DO THIS:
Display each line below that contains the word "background".

Records drawn from a dataset:
◆ ◆ ◆
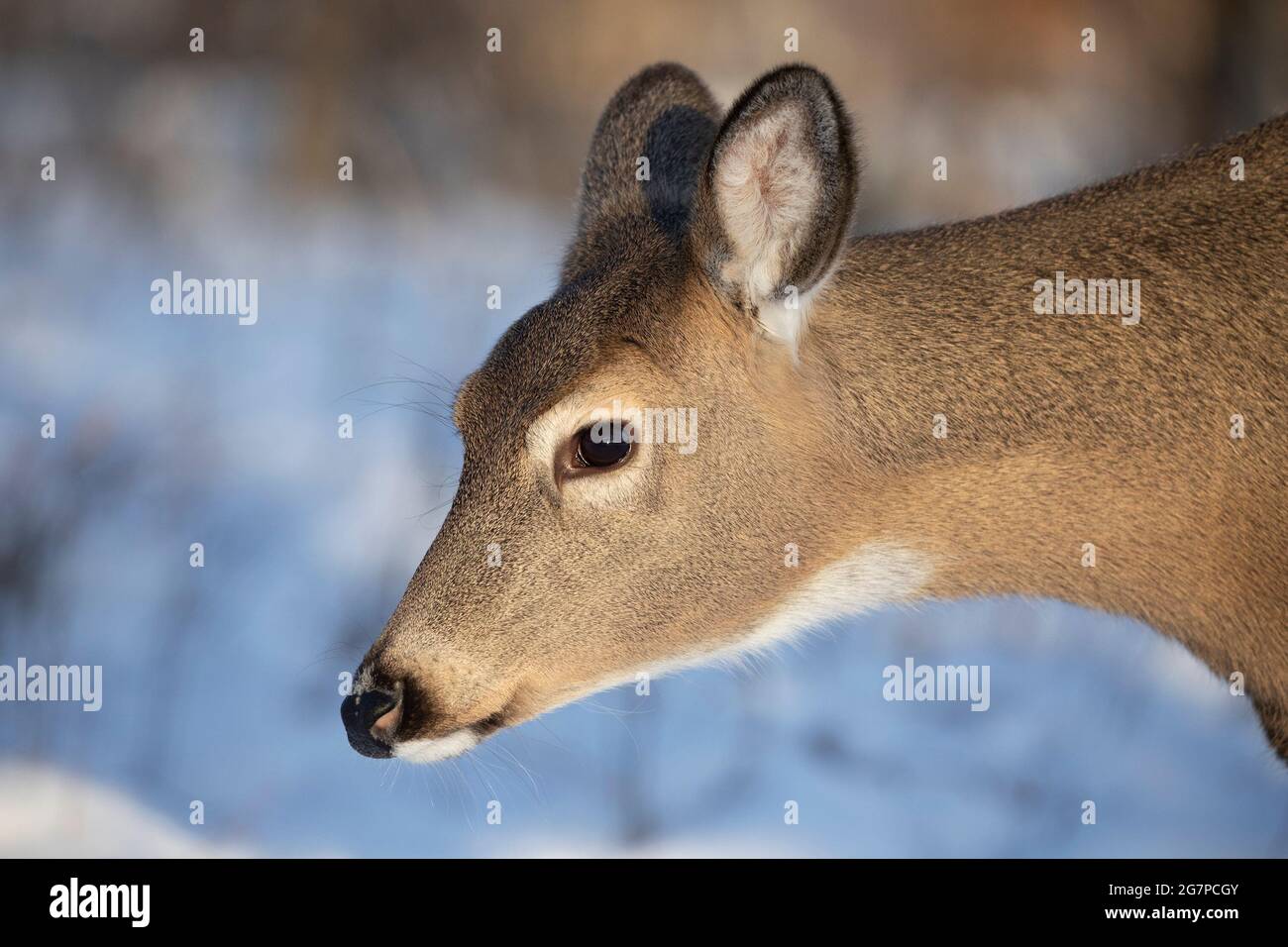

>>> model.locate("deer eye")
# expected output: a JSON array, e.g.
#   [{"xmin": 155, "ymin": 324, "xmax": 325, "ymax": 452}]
[{"xmin": 572, "ymin": 424, "xmax": 632, "ymax": 469}]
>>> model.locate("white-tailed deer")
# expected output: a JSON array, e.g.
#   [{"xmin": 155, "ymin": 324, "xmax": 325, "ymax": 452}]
[{"xmin": 342, "ymin": 64, "xmax": 1288, "ymax": 760}]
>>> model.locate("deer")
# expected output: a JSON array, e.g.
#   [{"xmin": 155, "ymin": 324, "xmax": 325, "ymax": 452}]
[{"xmin": 342, "ymin": 63, "xmax": 1288, "ymax": 763}]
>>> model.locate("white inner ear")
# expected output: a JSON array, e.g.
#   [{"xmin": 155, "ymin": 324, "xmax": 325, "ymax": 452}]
[{"xmin": 715, "ymin": 102, "xmax": 819, "ymax": 309}]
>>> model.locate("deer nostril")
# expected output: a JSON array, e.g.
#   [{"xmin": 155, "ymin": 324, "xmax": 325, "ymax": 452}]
[{"xmin": 340, "ymin": 689, "xmax": 400, "ymax": 758}]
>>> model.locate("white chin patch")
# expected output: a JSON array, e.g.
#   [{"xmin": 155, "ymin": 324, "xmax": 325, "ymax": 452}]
[{"xmin": 394, "ymin": 730, "xmax": 480, "ymax": 763}]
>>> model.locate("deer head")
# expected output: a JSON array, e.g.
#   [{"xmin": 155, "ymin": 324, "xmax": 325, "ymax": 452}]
[{"xmin": 342, "ymin": 64, "xmax": 921, "ymax": 762}]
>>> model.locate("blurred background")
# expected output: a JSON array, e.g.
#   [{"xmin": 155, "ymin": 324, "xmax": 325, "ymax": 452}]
[{"xmin": 0, "ymin": 0, "xmax": 1288, "ymax": 856}]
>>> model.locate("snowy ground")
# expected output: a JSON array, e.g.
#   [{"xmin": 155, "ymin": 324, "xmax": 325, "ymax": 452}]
[{"xmin": 0, "ymin": 190, "xmax": 1288, "ymax": 856}]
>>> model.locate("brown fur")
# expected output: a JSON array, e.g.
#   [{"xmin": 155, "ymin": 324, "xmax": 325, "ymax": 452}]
[{"xmin": 360, "ymin": 65, "xmax": 1288, "ymax": 756}]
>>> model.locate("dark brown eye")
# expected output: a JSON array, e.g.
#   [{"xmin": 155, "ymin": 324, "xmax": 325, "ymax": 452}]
[{"xmin": 574, "ymin": 423, "xmax": 631, "ymax": 468}]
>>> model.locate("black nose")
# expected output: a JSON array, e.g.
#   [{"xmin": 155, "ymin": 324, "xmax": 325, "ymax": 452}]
[{"xmin": 340, "ymin": 689, "xmax": 398, "ymax": 759}]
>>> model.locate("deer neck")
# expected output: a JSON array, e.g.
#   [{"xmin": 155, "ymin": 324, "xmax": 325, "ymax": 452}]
[{"xmin": 802, "ymin": 219, "xmax": 1229, "ymax": 641}]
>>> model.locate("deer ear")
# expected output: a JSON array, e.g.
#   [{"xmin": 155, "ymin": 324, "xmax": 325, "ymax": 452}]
[
  {"xmin": 699, "ymin": 65, "xmax": 859, "ymax": 351},
  {"xmin": 563, "ymin": 63, "xmax": 721, "ymax": 282}
]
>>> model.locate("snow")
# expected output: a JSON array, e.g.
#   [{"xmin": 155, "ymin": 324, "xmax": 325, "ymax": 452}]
[{"xmin": 0, "ymin": 190, "xmax": 1288, "ymax": 857}]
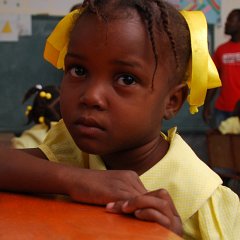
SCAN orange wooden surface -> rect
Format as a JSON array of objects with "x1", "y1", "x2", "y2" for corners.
[{"x1": 0, "y1": 192, "x2": 181, "y2": 240}]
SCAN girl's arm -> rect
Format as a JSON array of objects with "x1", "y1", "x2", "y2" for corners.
[{"x1": 0, "y1": 148, "x2": 146, "y2": 204}]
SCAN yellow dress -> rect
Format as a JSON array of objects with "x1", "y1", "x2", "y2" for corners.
[
  {"x1": 40, "y1": 120, "x2": 240, "y2": 240},
  {"x1": 11, "y1": 122, "x2": 57, "y2": 149},
  {"x1": 219, "y1": 117, "x2": 240, "y2": 134}
]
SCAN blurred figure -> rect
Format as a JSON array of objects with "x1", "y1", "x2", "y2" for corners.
[
  {"x1": 203, "y1": 9, "x2": 240, "y2": 128},
  {"x1": 219, "y1": 101, "x2": 240, "y2": 134},
  {"x1": 11, "y1": 84, "x2": 61, "y2": 148}
]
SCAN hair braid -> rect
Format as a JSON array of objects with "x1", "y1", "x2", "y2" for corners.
[
  {"x1": 153, "y1": 0, "x2": 180, "y2": 68},
  {"x1": 136, "y1": 1, "x2": 158, "y2": 88}
]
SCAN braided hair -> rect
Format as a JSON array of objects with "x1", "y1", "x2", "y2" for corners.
[
  {"x1": 23, "y1": 84, "x2": 61, "y2": 128},
  {"x1": 79, "y1": 0, "x2": 191, "y2": 87}
]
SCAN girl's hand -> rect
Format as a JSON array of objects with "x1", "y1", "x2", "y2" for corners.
[
  {"x1": 106, "y1": 189, "x2": 183, "y2": 236},
  {"x1": 60, "y1": 167, "x2": 147, "y2": 205}
]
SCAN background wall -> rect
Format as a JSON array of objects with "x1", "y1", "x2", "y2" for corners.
[
  {"x1": 0, "y1": 0, "x2": 240, "y2": 160},
  {"x1": 214, "y1": 0, "x2": 240, "y2": 49},
  {"x1": 0, "y1": 0, "x2": 82, "y2": 16}
]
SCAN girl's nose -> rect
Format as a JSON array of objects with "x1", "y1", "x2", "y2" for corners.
[{"x1": 80, "y1": 82, "x2": 107, "y2": 111}]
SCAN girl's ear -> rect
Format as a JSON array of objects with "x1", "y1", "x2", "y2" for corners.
[{"x1": 164, "y1": 83, "x2": 188, "y2": 120}]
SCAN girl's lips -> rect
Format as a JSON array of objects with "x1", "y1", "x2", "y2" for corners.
[{"x1": 75, "y1": 117, "x2": 105, "y2": 135}]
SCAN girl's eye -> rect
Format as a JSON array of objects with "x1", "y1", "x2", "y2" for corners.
[
  {"x1": 118, "y1": 74, "x2": 136, "y2": 85},
  {"x1": 70, "y1": 66, "x2": 87, "y2": 77}
]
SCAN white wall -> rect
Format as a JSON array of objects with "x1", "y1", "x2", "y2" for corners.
[
  {"x1": 0, "y1": 0, "x2": 240, "y2": 49},
  {"x1": 214, "y1": 0, "x2": 240, "y2": 49},
  {"x1": 0, "y1": 0, "x2": 82, "y2": 16}
]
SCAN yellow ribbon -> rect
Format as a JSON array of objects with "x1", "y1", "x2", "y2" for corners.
[
  {"x1": 44, "y1": 8, "x2": 221, "y2": 114},
  {"x1": 181, "y1": 11, "x2": 221, "y2": 114},
  {"x1": 43, "y1": 8, "x2": 83, "y2": 69}
]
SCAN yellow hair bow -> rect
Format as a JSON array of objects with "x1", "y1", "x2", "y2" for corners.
[
  {"x1": 181, "y1": 11, "x2": 221, "y2": 114},
  {"x1": 44, "y1": 8, "x2": 221, "y2": 114},
  {"x1": 43, "y1": 8, "x2": 83, "y2": 69}
]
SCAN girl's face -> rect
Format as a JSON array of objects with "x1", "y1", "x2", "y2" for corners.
[{"x1": 61, "y1": 11, "x2": 174, "y2": 156}]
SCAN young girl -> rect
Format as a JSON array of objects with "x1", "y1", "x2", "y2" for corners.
[
  {"x1": 0, "y1": 0, "x2": 240, "y2": 239},
  {"x1": 11, "y1": 84, "x2": 61, "y2": 148}
]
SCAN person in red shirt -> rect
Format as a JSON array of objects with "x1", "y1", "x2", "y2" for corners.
[{"x1": 203, "y1": 9, "x2": 240, "y2": 128}]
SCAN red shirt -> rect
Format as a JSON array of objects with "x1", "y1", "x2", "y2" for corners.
[{"x1": 213, "y1": 41, "x2": 240, "y2": 112}]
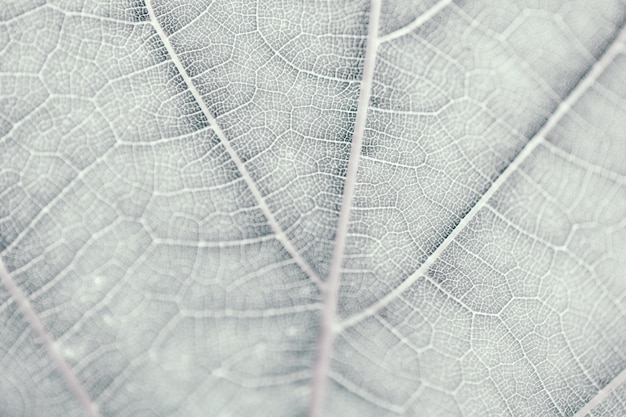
◆ ◆ ◆
SOLUTION FOR THIS PROBLEM:
>>> model.locate("blurred background")
SCAN background wall -> rect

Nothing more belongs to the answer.